» **WHAT YOU SHOULD DO**:
Render the entries from the start through the line containing "M263 230L266 230L273" as a JSON list of strings, one string per line, with blank lines and pictures omitted.

» **SUPPLIED INFORMATION**:
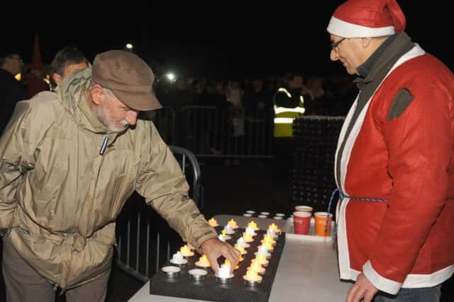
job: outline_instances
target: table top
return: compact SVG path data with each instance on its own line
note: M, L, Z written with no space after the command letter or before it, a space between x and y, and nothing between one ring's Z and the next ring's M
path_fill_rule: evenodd
M263 230L266 230L273 222L282 231L292 228L290 221L285 220L231 215L217 215L214 219L220 226L227 224L228 220L233 219L240 228L245 227L249 221L253 220ZM275 276L270 301L294 301L295 297L301 297L304 301L320 302L345 300L352 284L339 279L336 251L333 240L330 238L313 240L309 237L292 233L286 236L285 245ZM162 301L199 301L150 295L148 281L129 301L148 302L152 298Z

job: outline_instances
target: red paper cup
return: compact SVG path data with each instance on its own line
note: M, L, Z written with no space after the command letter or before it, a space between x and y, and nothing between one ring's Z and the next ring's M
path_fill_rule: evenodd
M295 234L307 235L309 233L309 225L312 214L307 211L295 211L293 213L293 224Z
M328 215L329 214L329 215ZM319 236L327 237L331 228L333 214L326 211L318 211L314 214L315 218L315 233ZM328 218L328 224L326 219ZM326 227L326 229L325 228Z
M300 205L300 206L295 207L296 211L307 211L309 213L312 213L313 209L312 209L312 207L310 207L310 206Z

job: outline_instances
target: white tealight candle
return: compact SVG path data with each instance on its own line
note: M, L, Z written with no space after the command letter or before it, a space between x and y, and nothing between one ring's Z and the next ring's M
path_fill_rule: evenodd
M187 260L183 257L183 255L181 252L177 252L173 254L172 259L170 260L170 262L174 265L184 265L187 263Z
M215 219L211 218L210 220L208 221L208 223L209 223L210 226L219 226L218 224L218 221L216 221Z
M268 229L267 230L267 235L270 235L273 238L275 238L277 237L277 234L275 233L275 230L273 230L271 228L268 228Z
M226 224L226 226L224 226L224 231L226 231L226 234L231 235L235 233L235 230L232 228L230 224Z
M187 245L183 245L179 249L179 252L184 257L194 256L194 252Z
M233 274L231 274L230 269L231 265L230 261L226 260L223 265L221 265L219 270L218 271L218 277L219 278L231 278Z
M243 245L244 248L249 248L250 245L248 243L243 237L240 237L238 240L236 240L236 243L238 245Z
M255 235L257 235L257 233L255 233L254 231L254 229L250 226L248 226L245 231L246 231L246 233L250 234L251 236L255 236Z

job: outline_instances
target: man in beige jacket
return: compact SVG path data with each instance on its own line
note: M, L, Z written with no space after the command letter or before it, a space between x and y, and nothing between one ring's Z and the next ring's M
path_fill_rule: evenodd
M154 75L136 55L98 54L92 68L18 103L0 139L0 229L9 301L104 301L115 220L134 190L206 254L238 252L187 196L167 146L141 110L160 108ZM233 266L234 267L234 265Z

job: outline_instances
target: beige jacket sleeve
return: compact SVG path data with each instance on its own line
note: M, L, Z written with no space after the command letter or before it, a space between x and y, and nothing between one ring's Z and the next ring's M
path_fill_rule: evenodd
M143 138L135 190L183 240L201 252L201 243L216 237L216 230L188 197L189 187L181 168L153 123L150 132Z
M29 103L20 102L0 139L0 228L16 226L17 187L22 175L35 167L35 129L41 126Z

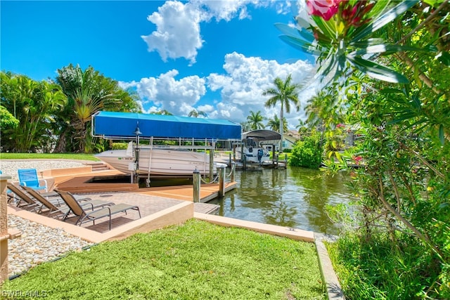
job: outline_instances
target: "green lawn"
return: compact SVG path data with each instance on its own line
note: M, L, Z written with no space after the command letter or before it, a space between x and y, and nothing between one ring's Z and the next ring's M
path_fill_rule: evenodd
M195 219L71 253L1 289L14 292L7 299L326 299L314 243Z
M0 152L0 159L85 159L100 161L90 154L72 153L4 153Z

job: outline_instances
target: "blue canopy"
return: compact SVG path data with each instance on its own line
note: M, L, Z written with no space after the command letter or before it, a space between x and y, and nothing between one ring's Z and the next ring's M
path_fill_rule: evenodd
M240 125L227 120L147 115L136 112L98 112L92 116L94 136L240 140Z

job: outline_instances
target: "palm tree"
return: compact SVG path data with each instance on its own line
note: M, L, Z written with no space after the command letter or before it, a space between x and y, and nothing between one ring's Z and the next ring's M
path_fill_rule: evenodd
M262 124L262 121L264 119L262 115L261 115L260 111L255 113L252 110L250 110L250 115L247 117L247 121L251 130L262 129L264 128L264 124Z
M285 81L281 80L280 77L276 77L274 81L275 88L270 88L262 93L262 96L270 96L271 98L267 100L265 103L266 107L275 107L279 102L281 105L280 108L280 134L281 140L280 141L280 152L283 152L283 120L284 117L283 114L285 107L286 112L290 112L290 103L295 105L297 111L300 109L300 101L298 100L298 89L300 86L297 84L292 84L292 75L290 74Z
M274 118L269 119L266 127L270 128L270 129L274 131L280 132L280 124L281 122L280 119L278 119L278 116L274 115ZM288 121L286 120L286 118L283 118L283 130L286 131L288 131Z
M72 64L58 70L56 81L68 98L65 113L58 118L60 134L56 152L91 152L101 148L89 134L91 116L101 110L139 111L135 96L130 95L118 83L104 77L92 67L82 70Z
M153 115L162 115L164 116L173 116L174 114L166 110L158 110L156 112L152 112Z
M205 118L208 117L206 112L202 112L201 110L197 110L195 109L192 110L189 112L189 115L188 115L188 117L193 117L195 118L198 118L200 116L202 116Z

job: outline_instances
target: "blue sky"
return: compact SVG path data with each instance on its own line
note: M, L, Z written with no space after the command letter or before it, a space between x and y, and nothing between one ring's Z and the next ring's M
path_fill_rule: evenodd
M304 84L314 58L282 41L276 22L293 22L282 1L0 1L0 67L34 80L70 63L92 66L136 89L146 112L244 122L268 118L264 90L276 77ZM300 95L303 107L313 88ZM303 109L285 115L294 129Z

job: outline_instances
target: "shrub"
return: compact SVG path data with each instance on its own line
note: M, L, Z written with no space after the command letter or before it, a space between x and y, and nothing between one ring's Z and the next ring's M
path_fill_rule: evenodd
M318 135L306 137L297 142L289 158L289 165L319 169L322 162L322 146Z

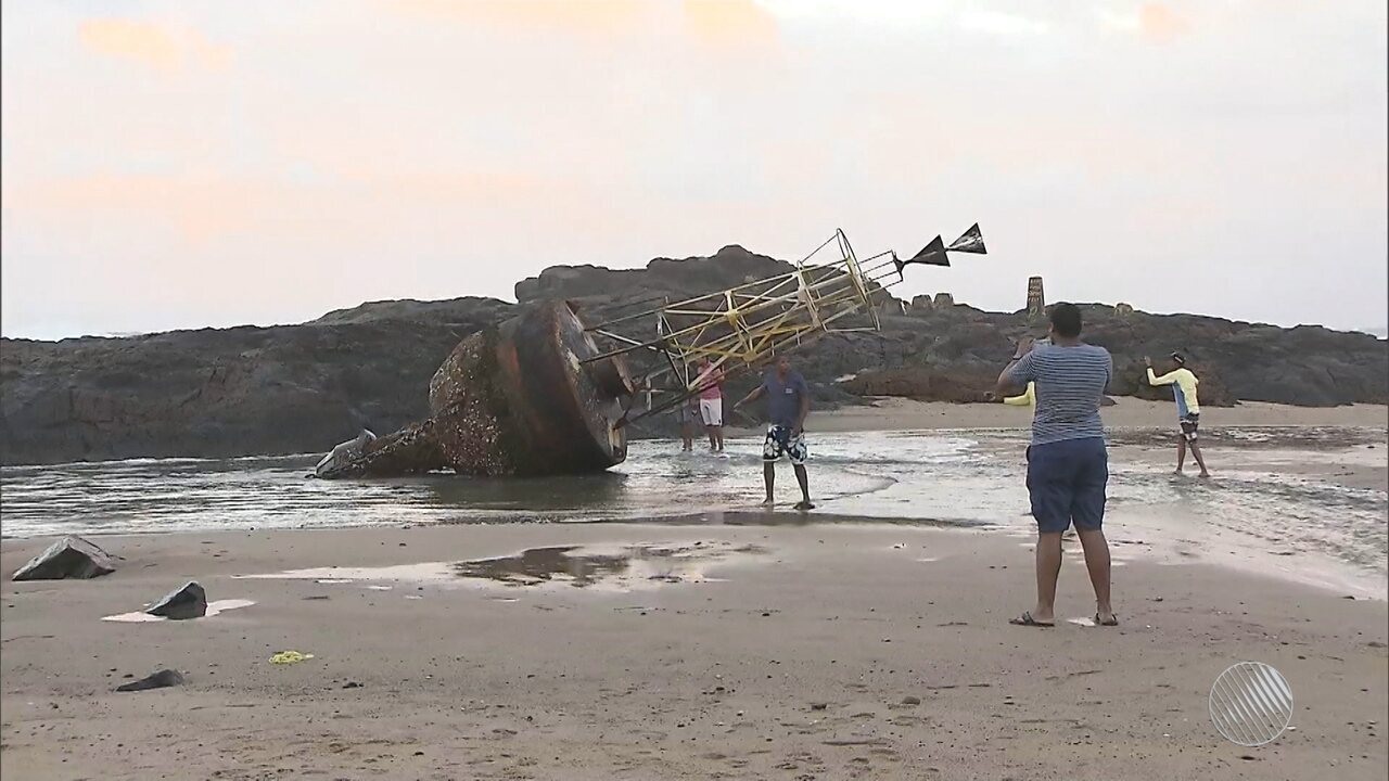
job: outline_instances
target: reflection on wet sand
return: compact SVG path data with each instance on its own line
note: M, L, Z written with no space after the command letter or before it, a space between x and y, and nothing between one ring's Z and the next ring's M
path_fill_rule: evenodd
M539 585L563 581L576 588L597 584L633 584L639 581L699 582L708 581L706 570L729 556L765 553L751 545L729 548L696 542L686 546L633 545L625 548L532 548L517 556L479 559L454 564L463 578L482 578L507 585Z
M365 588L390 588L382 581L446 584L458 578L539 586L546 584L575 588L632 591L660 584L710 582L715 566L750 563L765 557L767 550L754 545L735 546L721 541L688 543L567 545L532 548L513 556L472 559L468 561L397 564L390 567L315 567L283 573L242 575L254 579L313 579L318 584L367 584Z

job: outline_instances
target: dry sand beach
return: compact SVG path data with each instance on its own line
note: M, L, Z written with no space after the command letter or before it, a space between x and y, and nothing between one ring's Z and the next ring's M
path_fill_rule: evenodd
M929 428L939 411L961 427L1026 421L1000 406L888 403L818 416L815 429ZM1125 428L1170 414L1107 409L1114 459L1170 468L1170 447ZM1214 428L1233 416L1383 441L1383 407L1208 417ZM1365 447L1288 460L1275 443L1243 457L1382 491L1385 447ZM1222 452L1233 456L1208 450L1217 472ZM653 520L101 536L125 560L85 582L8 581L49 541L7 539L0 773L1383 778L1382 584L1378 598L1349 599L1275 567L1165 556L1115 523L1121 625L1085 625L1092 596L1068 541L1067 621L1029 630L1007 624L1032 600L1017 535L826 514ZM196 621L101 620L189 578L208 599L254 605ZM268 661L286 649L314 657ZM1296 698L1295 730L1264 748L1226 742L1207 714L1213 681L1239 660L1275 666ZM113 692L160 667L186 684Z

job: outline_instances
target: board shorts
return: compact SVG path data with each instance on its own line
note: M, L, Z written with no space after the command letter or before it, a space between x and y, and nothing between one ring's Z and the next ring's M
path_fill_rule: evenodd
M1196 442L1196 428L1200 427L1200 413L1186 413L1176 421L1176 425L1181 427L1183 439L1188 442Z
M1028 447L1028 496L1038 531L1096 531L1104 523L1110 456L1104 439L1063 439Z
M793 439L789 425L772 424L767 427L767 439L763 441L763 460L775 461L783 454L790 459L792 466L804 466L810 454L806 450L806 432L797 434Z
M724 400L700 399L699 417L704 420L704 425L724 425Z

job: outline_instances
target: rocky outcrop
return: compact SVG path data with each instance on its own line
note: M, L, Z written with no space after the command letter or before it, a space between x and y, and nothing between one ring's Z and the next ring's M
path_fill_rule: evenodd
M149 689L165 689L168 687L183 685L183 674L178 670L160 670L153 675L140 678L139 681L131 681L129 684L121 684L115 688L118 692L144 692Z
M163 616L172 621L188 618L201 618L207 616L207 592L197 581L188 581L182 586L171 591L164 599L146 610L150 616Z
M65 536L14 571L14 581L88 579L115 571L111 554L81 536Z
M547 268L518 282L515 293L519 306L569 299L594 322L790 268L728 246L710 257L657 258L640 270ZM904 395L922 399L972 399L992 388L1014 339L1046 328L1024 311L986 313L946 293L929 306L924 299L906 309L890 304L879 307L882 332L829 335L795 354L818 409L858 400L851 390L883 388L906 388ZM476 297L376 302L303 325L4 339L0 461L321 453L363 428L397 431L431 414L431 377L454 346L511 317L517 306ZM1086 338L1114 354L1115 395L1171 399L1170 389L1146 386L1142 359L1161 361L1181 350L1201 378L1203 404L1389 403L1389 343L1367 334L1083 309ZM872 372L899 374L874 379ZM863 384L833 382L849 374L864 375ZM729 382L728 395L736 397L750 382ZM631 434L674 431L657 417Z

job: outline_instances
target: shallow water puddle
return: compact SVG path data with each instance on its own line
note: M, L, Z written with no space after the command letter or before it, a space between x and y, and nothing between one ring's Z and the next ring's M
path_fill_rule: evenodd
M256 600L253 600L253 599L218 599L215 602L208 602L207 603L207 613L203 616L203 618L211 618L213 616L217 616L218 613L225 613L228 610L236 610L239 607L250 607L251 605L256 605ZM103 616L101 620L103 621L121 621L121 623L128 623L128 624L143 624L143 623L147 623L147 621L171 621L171 618L165 618L164 616L150 616L149 613L146 613L143 610L136 610L133 613L118 613L115 616ZM179 623L188 623L188 621L196 621L196 620L197 618L183 618Z
M276 574L239 575L244 578L313 579L319 584L340 582L457 582L485 581L506 586L569 585L631 591L674 582L713 582L708 575L715 564L753 560L765 550L753 545L733 546L724 542L683 545L613 545L532 548L513 556L468 561L426 561L392 567L319 567L288 570ZM367 588L386 591L386 585Z

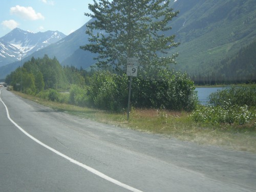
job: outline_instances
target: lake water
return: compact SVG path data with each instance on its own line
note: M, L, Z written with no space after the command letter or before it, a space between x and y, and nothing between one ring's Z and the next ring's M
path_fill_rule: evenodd
M224 89L223 87L218 88L196 88L196 91L197 91L198 100L201 104L206 105L209 101L209 95L211 93L217 92L218 90L221 90Z

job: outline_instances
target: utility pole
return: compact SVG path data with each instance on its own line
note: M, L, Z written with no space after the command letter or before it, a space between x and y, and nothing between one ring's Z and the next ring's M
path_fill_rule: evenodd
M22 52L20 51L20 92L22 92Z

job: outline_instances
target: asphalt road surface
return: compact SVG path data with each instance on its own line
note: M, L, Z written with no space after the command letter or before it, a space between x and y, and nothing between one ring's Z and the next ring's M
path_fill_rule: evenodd
M255 191L256 154L72 116L0 89L1 191Z

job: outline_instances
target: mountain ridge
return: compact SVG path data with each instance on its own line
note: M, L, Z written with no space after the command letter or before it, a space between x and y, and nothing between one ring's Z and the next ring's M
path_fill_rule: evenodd
M0 42L2 44L0 45L0 66L20 60L22 58L26 57L66 36L63 33L57 31L35 33L15 28L0 38ZM11 48L13 48L12 51ZM9 53L7 53L7 50Z
M172 30L164 33L175 34L175 41L181 43L169 52L179 54L177 65L170 68L186 71L190 76L215 71L221 61L235 57L242 47L256 39L254 0L178 0L172 1L170 6L174 11L180 10L180 14L169 23ZM24 61L46 54L50 57L56 56L62 65L88 68L95 62L94 55L79 48L88 42L86 25Z

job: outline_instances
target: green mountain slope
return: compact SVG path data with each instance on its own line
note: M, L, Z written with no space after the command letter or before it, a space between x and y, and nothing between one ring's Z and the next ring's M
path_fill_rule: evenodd
M182 8L186 2L178 0L172 5ZM181 42L170 52L179 53L176 69L190 75L212 72L213 65L236 57L256 39L256 1L197 0L188 4L191 9L187 4L185 11L181 9L179 18L170 24Z

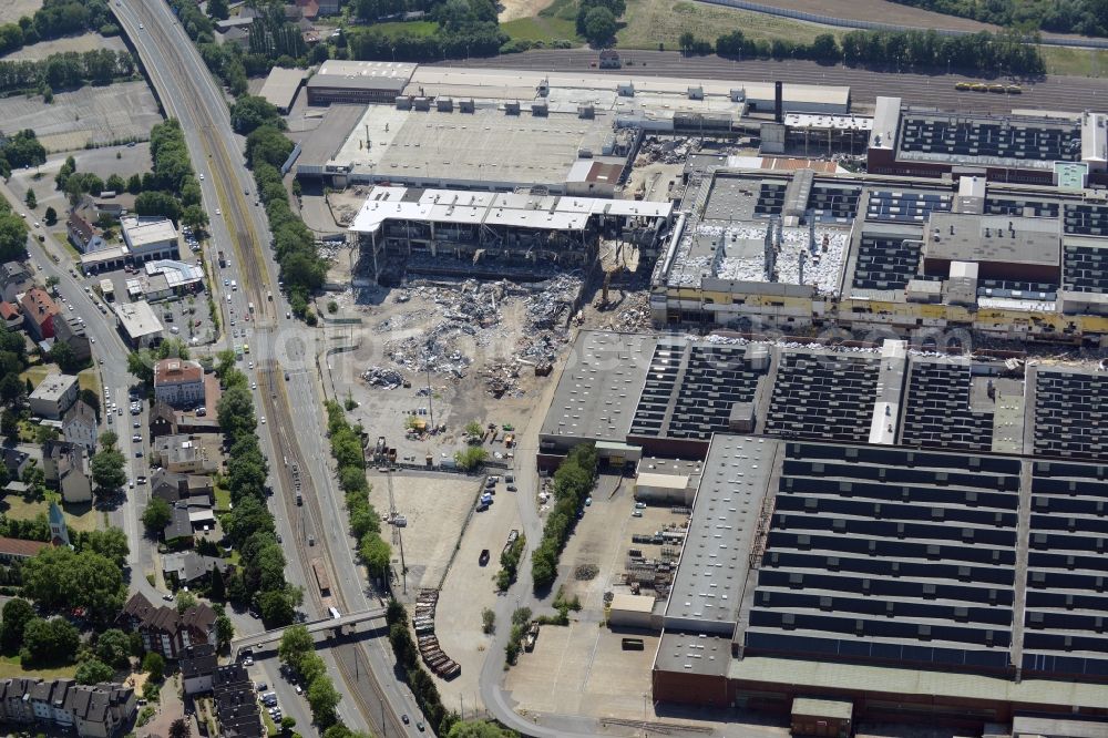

» **SOLUTION**:
[
  "job: outline_instances",
  "target: table top",
  "return: compact SVG path data with each instance on its own line",
  "note: M, L, Z written with no space after the command letter or before it, a space between x and y, and nothing between one ring's Z and the next ring's M",
  "path_fill_rule: evenodd",
  "M263 230L266 230L273 222L282 231L292 228L290 221L285 220L231 215L217 215L214 219L220 226L227 224L228 220L233 219L240 228L245 227L249 221L253 220ZM275 276L270 301L294 301L295 297L301 297L304 301L320 302L345 300L352 284L339 279L336 251L333 240L330 238L313 240L309 237L292 233L286 236L285 245ZM162 301L199 301L150 295L148 281L129 301L148 302L152 298Z"
]